## begin DATA ROWS

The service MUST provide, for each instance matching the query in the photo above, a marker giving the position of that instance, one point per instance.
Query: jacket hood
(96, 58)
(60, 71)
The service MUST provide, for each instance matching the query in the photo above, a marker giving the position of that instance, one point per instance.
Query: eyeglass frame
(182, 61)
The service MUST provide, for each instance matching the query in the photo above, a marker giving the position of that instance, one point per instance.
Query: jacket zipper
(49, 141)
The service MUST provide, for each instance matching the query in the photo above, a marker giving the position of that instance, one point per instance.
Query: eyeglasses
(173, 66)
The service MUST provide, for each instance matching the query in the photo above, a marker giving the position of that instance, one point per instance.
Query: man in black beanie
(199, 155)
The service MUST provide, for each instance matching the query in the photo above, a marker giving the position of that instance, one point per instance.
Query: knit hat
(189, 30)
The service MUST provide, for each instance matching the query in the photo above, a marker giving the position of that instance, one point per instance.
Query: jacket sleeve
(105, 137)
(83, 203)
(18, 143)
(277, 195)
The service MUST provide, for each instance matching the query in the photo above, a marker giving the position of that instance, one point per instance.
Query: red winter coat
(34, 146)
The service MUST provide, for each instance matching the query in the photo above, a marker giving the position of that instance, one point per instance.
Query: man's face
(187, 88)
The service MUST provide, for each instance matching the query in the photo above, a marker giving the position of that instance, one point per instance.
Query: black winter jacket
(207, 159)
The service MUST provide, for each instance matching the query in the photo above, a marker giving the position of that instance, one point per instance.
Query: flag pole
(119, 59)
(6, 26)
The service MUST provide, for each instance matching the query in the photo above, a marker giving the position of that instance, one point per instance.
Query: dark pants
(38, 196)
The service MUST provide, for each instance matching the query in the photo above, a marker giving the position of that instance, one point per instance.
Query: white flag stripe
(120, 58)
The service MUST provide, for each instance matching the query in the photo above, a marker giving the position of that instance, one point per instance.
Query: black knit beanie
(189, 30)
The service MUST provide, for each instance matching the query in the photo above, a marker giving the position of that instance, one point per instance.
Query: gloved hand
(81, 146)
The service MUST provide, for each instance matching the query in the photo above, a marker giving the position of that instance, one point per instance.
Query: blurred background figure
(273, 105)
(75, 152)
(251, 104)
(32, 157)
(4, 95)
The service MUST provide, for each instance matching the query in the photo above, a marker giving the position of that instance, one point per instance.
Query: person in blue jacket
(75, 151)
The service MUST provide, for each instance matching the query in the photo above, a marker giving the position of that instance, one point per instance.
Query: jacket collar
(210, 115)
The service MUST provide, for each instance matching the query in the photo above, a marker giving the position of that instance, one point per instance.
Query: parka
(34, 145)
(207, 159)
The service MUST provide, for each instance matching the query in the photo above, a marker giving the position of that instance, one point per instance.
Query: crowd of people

## end DATA ROWS

THE PROBLEM
Reproduce the listing above word for word.

FINAL RESULT
The service MUST provide, for each instance matching the query in the photo above, a marker giving the position of that instance, one point per instance.
Query: jacket hood
(96, 58)
(60, 71)
The service MUST provide, for each instance matching the query in the photo above, a marker giving the position of that instance, one point per instance.
Query: eyeglass frame
(182, 61)
The service MUST provide, for each instance matching the query in the photo above, a marker giving the position of that instance, one point per instance.
Query: jacket zipper
(49, 141)
The service MUST provide, for each instance matching the query in the photo above, a marker giving the position of that instance, one point per instance.
Query: eyeglasses
(173, 66)
The service MUST provide, for each instance matching the query in the photo above, a marker giving the position of that instance, one point per instance.
Query: man in black beanie
(199, 155)
The service MUST provide, for each instance matching the query in the photo above, a marker giving the position of that instance, one point per instance.
Query: knit hat
(189, 30)
The service MUST provide, for each instance matching the query in the photo above, a marker giving the position of that instance, one point per instance.
Query: jacket sleeve
(105, 137)
(83, 203)
(18, 143)
(277, 195)
The service MUST provide, for each instance matching the query in the photo above, a marker giving the position of that instance, one point per instance.
Query: red winter coat
(34, 146)
The service MUST provide, for each instance matching the query in the photo above, a marker giving the position of that instance, one point per instance.
Query: man's face
(187, 88)
The service MUST provide, for each instance matching the query in the photo above, a marker giving the position of that instance, one point per instance.
Query: black winter jacket
(207, 159)
The service MUST provide, for each instance matching the query in the photo above, a marker giving the position of that instance, one point per instance.
Query: flag pole
(119, 59)
(6, 26)
The service MUST provide, for each instance matching the query in the photo above, a marker giving the position of that instance, one point per instance.
Query: dark pants
(38, 196)
The service MUST provide, for each instance matching the query in the photo above, a marker giving the position of that instance, one point per instance.
Query: white flag stripe
(120, 58)
The service MUST provide, for each instance matching the query in the photo above, a marker giving the position of that instance, one point per instance.
Query: black knit beanie
(189, 30)
The service MUST provide, for each instance matching the query in the photo above, a marker giving the position of that instance, one point per instance.
Query: gloved hand
(81, 146)
The service MUST provide, for each instance matching the query in the photo above, a marker giving the position of that instance, one point per instance.
Query: blurred background figure
(273, 105)
(75, 152)
(251, 104)
(32, 157)
(4, 95)
The service MUST provide, for each instance matching the query in the photo above, a marker giving the position of that instance, one point per instance.
Query: person in blue jacket
(75, 151)
The service MUST provide, for each instance matching the query in the photo above, a marker giving the position of that instance, one point per instance.
Query: jacket collar
(210, 115)
The service MUST provide, for each instance matching the query in the photo above, a marker giving the position of that instance, one point per instance.
Query: parka
(34, 145)
(207, 159)
The service MUST provide, for each instance matching the query in the photo above, a marker giving the position of that instance, one point per instance.
Query: crowd of people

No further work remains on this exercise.